• _Check your understanding_:
**A.** Answer these questions using the passage on transcriptional components:
(i) How are the gene weights in the gene level data table ordered?
(ii) Which sources define the gene sets that are included?
(iii) What appears after clicking "show member genes"?
**B.** Reproduce the passage on transcriptional components, starting with "The Transcriptional Component and" and going on through "of these datasets.", replacing "tissue information" with "sample information".
**C.** Extend the passage on transcriptional components, picking up after its final sentence.

• _Given passage_:
· · · ·

The Transcriptional Component and its data
As introduced, every Transcriptional Components comes with its own sets of data: the gene level data, tissue information (activation scores of samples), gene set enrichment scores, and its correlation to other transcriptional components. Here, we introduce each of these datasets.
First off, the gene level data. This table contains the gene expression pattern of the Transcriptional Component, i.e. the weights of every gene, ordered by their absolute values. This gene weight might be negative or positive; whether or not the gene is over- or under-expressed in a sample depends on the sign of the activation score of the TC in that sample (a very negative gene weight in a sample with a negative activation score means that the gene in reality is overexpressed in that sample: after all, negative times negative equals positive).
To investigate the biology that lies behind the genes of a transcriptional component, one can take a look at the gene set enrichment scores. A high enrichment score for a gene set means that the genes of that gene set are relatively near the top (or bottom) of the complete list of genes. The top and bottom of the 'gene list' contain the genes with the highest weights, thus a gene set with a high enrichment score might describe the biological process that underpins the transcriptional component. Included are the gene sets as defined by Biocarta, KEGG, GO molecular functions, GO biological processes, Reactome and Transcription Factor targets. To investigate the actual weights of the genes that are a member of a gene set, click "show member genes", and a window will pop up with the data on only the genes of that gene set.

· · · ·

• _Records provided_:
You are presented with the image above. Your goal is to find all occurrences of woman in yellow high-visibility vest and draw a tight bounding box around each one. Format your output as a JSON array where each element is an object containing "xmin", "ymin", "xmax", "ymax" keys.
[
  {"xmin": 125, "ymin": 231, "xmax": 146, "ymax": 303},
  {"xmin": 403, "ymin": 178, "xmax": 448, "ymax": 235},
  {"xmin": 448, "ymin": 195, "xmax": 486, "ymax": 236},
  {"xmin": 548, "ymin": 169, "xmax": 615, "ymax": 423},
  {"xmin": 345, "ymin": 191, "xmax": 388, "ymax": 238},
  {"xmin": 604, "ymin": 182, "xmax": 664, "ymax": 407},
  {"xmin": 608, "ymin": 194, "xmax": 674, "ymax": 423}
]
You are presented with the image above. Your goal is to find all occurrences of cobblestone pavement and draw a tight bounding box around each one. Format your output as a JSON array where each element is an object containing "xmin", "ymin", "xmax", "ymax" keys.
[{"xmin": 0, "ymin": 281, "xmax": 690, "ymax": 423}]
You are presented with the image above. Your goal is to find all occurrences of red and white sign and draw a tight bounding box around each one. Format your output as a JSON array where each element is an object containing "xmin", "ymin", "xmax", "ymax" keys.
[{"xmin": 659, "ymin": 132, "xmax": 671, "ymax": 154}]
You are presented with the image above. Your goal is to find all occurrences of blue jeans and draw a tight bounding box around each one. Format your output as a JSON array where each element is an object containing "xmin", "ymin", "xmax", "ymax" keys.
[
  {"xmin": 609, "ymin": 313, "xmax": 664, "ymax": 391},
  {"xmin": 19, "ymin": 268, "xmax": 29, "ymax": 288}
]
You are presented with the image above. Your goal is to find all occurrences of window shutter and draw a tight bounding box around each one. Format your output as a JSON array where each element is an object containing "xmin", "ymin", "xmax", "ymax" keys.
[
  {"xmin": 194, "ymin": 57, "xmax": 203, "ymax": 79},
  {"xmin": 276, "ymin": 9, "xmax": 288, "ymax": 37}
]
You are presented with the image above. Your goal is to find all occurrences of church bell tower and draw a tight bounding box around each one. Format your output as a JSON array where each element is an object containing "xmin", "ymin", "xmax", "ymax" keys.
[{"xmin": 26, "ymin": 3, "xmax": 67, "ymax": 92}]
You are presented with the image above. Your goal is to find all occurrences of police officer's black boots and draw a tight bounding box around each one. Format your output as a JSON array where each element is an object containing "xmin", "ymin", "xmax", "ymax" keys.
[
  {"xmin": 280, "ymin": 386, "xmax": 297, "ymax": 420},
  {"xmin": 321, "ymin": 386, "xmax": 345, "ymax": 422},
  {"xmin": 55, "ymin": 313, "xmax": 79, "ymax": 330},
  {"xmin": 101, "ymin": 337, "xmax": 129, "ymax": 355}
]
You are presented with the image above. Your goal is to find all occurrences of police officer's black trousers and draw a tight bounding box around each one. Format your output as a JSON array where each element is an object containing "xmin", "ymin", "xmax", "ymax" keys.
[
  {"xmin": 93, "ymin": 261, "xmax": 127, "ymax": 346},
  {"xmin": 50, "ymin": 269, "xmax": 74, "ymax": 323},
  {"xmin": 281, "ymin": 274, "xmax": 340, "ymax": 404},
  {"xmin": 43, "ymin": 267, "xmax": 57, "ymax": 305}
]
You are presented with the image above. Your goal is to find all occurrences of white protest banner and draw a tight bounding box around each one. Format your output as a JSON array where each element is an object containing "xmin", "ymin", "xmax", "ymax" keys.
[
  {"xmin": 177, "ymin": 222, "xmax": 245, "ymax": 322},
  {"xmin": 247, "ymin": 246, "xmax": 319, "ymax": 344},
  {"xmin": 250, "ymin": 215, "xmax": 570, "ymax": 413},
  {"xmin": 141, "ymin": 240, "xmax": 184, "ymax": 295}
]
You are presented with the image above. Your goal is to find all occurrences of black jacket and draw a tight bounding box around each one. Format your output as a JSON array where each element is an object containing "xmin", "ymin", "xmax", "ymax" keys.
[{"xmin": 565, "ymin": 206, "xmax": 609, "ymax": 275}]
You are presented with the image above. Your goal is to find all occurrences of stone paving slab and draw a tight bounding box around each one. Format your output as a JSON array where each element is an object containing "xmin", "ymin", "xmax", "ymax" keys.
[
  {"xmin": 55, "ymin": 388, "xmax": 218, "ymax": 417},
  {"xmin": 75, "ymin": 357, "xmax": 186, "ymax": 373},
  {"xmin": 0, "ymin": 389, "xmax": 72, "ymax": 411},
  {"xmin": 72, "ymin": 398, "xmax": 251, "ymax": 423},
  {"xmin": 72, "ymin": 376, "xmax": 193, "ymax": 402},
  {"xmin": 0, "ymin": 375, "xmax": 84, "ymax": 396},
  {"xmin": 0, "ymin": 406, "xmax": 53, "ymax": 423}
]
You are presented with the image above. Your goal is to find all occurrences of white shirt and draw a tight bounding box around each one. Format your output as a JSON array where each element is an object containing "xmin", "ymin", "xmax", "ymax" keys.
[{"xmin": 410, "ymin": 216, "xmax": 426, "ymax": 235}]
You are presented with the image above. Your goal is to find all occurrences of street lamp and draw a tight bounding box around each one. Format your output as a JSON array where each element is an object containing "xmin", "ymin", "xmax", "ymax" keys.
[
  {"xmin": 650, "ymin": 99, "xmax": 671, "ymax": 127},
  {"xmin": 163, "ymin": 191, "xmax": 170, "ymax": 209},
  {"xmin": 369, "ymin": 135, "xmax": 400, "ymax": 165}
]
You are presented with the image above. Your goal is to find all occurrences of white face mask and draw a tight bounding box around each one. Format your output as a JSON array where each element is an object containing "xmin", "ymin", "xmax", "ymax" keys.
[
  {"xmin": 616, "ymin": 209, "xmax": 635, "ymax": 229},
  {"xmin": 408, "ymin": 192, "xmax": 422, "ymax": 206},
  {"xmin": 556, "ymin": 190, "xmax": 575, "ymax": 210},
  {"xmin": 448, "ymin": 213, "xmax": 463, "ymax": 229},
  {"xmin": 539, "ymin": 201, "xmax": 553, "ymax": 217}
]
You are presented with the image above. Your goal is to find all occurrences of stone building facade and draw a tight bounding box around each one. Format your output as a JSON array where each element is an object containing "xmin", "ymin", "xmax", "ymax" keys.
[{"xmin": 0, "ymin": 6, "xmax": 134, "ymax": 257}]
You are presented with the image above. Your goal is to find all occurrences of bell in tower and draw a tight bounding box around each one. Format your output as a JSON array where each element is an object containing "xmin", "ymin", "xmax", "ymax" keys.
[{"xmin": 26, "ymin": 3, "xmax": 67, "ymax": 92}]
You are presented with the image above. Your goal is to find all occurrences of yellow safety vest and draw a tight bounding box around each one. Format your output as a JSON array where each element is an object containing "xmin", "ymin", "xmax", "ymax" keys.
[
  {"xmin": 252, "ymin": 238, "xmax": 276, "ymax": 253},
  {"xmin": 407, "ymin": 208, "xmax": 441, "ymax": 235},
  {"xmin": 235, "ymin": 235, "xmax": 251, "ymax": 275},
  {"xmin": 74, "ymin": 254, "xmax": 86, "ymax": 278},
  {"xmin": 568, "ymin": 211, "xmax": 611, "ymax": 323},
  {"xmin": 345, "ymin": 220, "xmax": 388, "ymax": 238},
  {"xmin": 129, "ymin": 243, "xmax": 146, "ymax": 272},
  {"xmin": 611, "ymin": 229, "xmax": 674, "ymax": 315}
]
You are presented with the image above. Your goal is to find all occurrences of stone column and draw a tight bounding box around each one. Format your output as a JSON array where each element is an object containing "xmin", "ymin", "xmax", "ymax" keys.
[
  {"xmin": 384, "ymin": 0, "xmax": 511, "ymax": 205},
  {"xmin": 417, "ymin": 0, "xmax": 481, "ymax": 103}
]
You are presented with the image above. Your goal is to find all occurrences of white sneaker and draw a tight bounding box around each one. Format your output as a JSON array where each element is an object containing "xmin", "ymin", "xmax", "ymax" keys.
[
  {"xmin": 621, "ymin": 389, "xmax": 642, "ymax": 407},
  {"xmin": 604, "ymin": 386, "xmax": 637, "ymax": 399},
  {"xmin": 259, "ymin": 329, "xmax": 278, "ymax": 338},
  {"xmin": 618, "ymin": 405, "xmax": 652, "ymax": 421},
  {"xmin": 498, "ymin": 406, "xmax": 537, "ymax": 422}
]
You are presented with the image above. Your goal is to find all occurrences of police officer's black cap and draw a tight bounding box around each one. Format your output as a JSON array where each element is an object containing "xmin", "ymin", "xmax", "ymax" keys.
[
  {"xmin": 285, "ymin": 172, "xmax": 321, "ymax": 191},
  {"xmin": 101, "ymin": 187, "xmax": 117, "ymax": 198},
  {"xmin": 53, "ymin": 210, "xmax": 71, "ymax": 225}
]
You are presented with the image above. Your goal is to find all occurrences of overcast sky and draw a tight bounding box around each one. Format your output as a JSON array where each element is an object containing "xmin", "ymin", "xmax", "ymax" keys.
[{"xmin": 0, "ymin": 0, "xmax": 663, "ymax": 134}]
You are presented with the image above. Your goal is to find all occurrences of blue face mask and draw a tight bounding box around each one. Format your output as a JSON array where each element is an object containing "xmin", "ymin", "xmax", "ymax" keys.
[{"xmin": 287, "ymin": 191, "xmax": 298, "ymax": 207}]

· · · ·

• _Expected outputs_:
**A.**
(i) They are ordered by their absolute values.
(ii) Biocarta, KEGG, GO molecular functions, GO biological processes, Reactome and Transcription Factor targets.
(iii) A window pops up with the data on only the genes of that gene set.

**B.**
The Transcriptional Component and its data
As introduced, every Transcriptional Components comes with its own sets of data: the gene level data, sample information (activation scores of samples), gene set enrichment scores, and its correlation to other transcriptional components. Here, we introduce each of these datasets.

**C.**
To view the metabolic landscape of several cancer types, importantly, the "Tissue level data" plot gives information on the activation score of the transcriptional component, for every single sample within the selected database: every single dot in the plot corresponds to a single sample or cell line. These activation scores are plotted per tissue (tumor) type, indicating how the transcriptional component is activated in a tissue type as a whole. Higher positive or more negative scores mean that the gene expression pattern found in the Transcriptional Component is more prominent in that sample.
Correlated Transcriptional Components
Finally, the gene expression pattern of a transcriptional component can be compared to that of others. In this way, correlated transcriptional components can be found in the datasets from other databases. To this end, select a database in the dropdown menu and subsequently choose a transcriptional component from this database to browse through. Highly correlated components are interesting, as it extends findings from one gene expression database to others, meaning that the patterns found are independent of the measurement platform. Furthermore, by comparing components from patient tissue databases to the cell line compendia (CCLE or GDSC), one might be able to find a cell line that contains a certain gene expression pattern also found in a tumor subtype.